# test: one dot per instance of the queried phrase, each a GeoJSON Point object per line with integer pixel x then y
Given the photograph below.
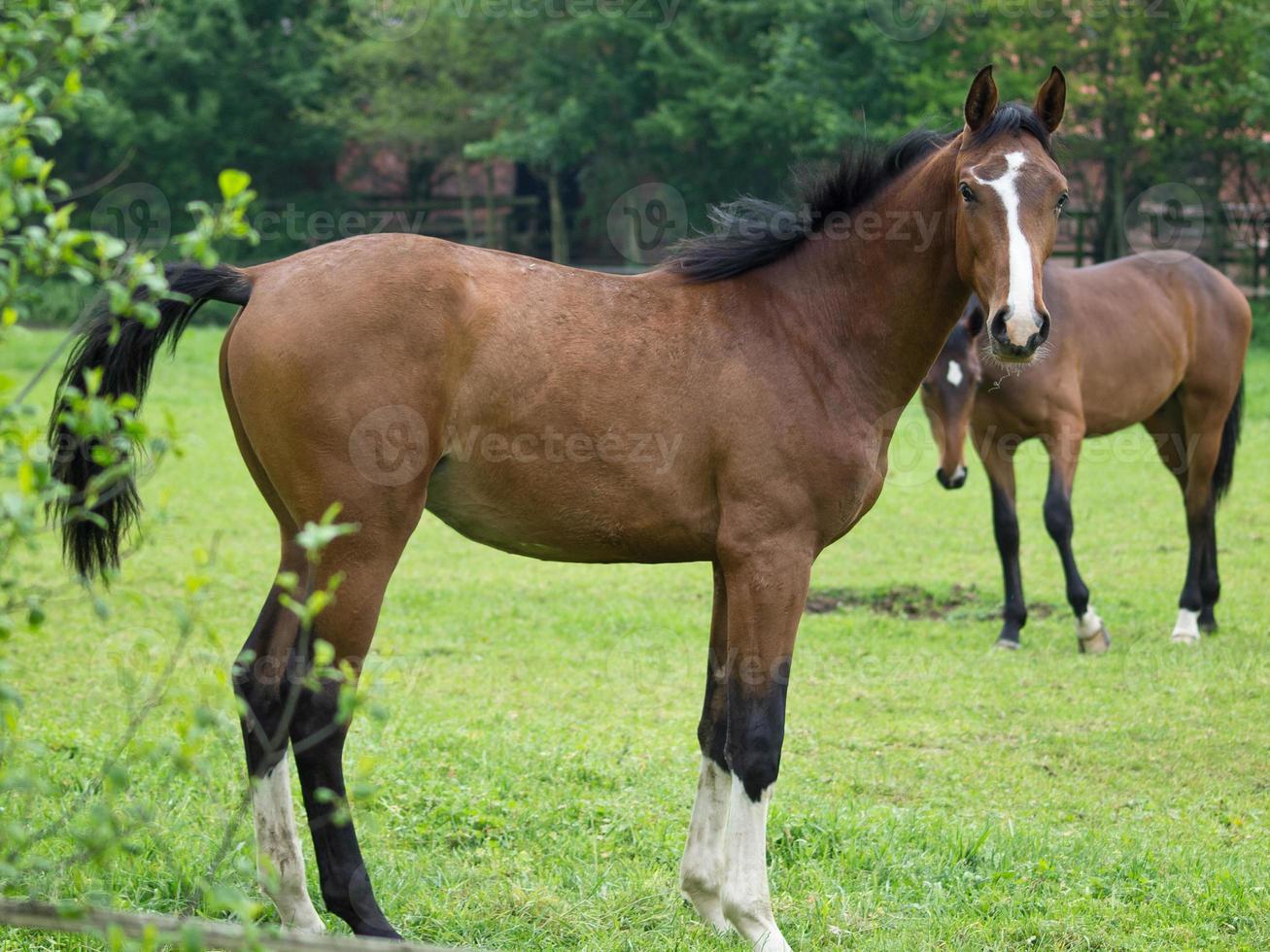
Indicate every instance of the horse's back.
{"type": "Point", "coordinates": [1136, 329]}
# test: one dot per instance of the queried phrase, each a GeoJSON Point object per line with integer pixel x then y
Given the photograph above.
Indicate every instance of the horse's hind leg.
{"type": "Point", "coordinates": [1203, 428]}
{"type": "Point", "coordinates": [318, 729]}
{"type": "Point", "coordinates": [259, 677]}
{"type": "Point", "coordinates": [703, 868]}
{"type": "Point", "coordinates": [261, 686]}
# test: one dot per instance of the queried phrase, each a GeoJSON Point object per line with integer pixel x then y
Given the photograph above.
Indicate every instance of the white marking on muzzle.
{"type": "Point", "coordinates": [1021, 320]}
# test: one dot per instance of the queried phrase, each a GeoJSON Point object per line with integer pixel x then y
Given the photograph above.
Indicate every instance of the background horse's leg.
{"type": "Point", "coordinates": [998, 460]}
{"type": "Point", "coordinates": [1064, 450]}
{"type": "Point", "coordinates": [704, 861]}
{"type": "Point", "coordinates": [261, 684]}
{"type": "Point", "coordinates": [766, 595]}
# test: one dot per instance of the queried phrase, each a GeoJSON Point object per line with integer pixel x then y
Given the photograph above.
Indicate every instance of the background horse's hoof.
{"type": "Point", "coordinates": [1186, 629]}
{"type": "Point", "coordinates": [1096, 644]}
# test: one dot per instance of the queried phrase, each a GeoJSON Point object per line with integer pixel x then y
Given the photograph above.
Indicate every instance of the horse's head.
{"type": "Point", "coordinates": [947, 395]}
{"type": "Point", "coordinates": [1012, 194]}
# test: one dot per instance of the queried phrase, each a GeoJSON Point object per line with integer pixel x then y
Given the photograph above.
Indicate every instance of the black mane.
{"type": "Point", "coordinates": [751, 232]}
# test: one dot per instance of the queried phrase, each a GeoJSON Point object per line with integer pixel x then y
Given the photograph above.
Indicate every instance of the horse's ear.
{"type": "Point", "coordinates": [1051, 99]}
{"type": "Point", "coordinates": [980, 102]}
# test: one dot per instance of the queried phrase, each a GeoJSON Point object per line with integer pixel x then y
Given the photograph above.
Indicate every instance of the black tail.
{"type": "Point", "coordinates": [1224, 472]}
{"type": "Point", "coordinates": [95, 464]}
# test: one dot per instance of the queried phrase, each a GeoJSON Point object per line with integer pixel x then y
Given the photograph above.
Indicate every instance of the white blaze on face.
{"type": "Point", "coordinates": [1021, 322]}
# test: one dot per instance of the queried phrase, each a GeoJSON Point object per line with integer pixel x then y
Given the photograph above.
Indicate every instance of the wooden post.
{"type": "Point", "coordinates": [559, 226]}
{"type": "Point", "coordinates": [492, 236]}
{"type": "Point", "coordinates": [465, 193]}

REQUIRED WORK
Please retype every record above exactly, leaving out the pictures.

EXERCISE ANSWER
# test: one dot per instance of the queried phrase, each a GeoJSON Point object per line with integer pixel x then y
Given the photograph below.
Indicate every instance of the horse's back.
{"type": "Point", "coordinates": [1136, 329]}
# test: one dot per instance of the queried phrase, each a GeoJSON Point object per line with integer pixel x then y
Given the photograph above.
Indicate every instance of the horse's hind leg.
{"type": "Point", "coordinates": [1203, 428]}
{"type": "Point", "coordinates": [318, 729]}
{"type": "Point", "coordinates": [259, 677]}
{"type": "Point", "coordinates": [703, 868]}
{"type": "Point", "coordinates": [261, 686]}
# test: one dot per instance of the queried phrase, each a GeoJSON Point object per line with integer pixel x then y
Given the photograph above.
Indicate every instance of the white marking on muzzle.
{"type": "Point", "coordinates": [1021, 320]}
# test: one dot per instance of the queried phrase, each a GeoJSON Point object per line with integer pixel x then y
Given the photograph above.
Indicate every instance of the background horse's leg.
{"type": "Point", "coordinates": [998, 460]}
{"type": "Point", "coordinates": [1064, 450]}
{"type": "Point", "coordinates": [704, 861]}
{"type": "Point", "coordinates": [261, 684]}
{"type": "Point", "coordinates": [766, 595]}
# test: one dot per instance of the queried phrase, each a GeoJSON Point object per line with integer pixel x then y
Given the photograph above.
Indicate every instance of the background horse's hoof.
{"type": "Point", "coordinates": [1186, 629]}
{"type": "Point", "coordinates": [1096, 644]}
# test: one dot per instance of the queried phrase, each a GeoJSON Point object per line with integer pixel x then y
Given the photograph above.
Indicate every instance of the horse's head.
{"type": "Point", "coordinates": [947, 395]}
{"type": "Point", "coordinates": [1012, 194]}
# test: one dot per instance of the queried phrase, each a GeoJSON Point object per line with integer pixel x then y
Given the photograph above.
Indicate every instance of the black mane.
{"type": "Point", "coordinates": [751, 232]}
# test: one dot per instance of the queried phrase, each a GeoJSON Point object per line with integer pixel x then y
Given the photograph above.
Indicate every instance of the horse's ear.
{"type": "Point", "coordinates": [1051, 99]}
{"type": "Point", "coordinates": [980, 102]}
# test: one dot per instance of the queried phrase, each a GeoJSON Point object per line with integer pixel x then y
Given the photograph above.
Indicate every instance of the black tail.
{"type": "Point", "coordinates": [1224, 472]}
{"type": "Point", "coordinates": [95, 464]}
# test: one dot per instance of the queried phrase, each a GeoJSON Point object per line with integer pixel x then y
Given the photograph above.
Indicate every instance of the white blaze on face.
{"type": "Point", "coordinates": [1021, 322]}
# test: one dot per instance of the queried phrase, each a GeoJSON Point object per line with integer pixel x then y
Given the photograph above.
Indicate every instance of the wooden post.
{"type": "Point", "coordinates": [559, 226]}
{"type": "Point", "coordinates": [492, 236]}
{"type": "Point", "coordinates": [465, 193]}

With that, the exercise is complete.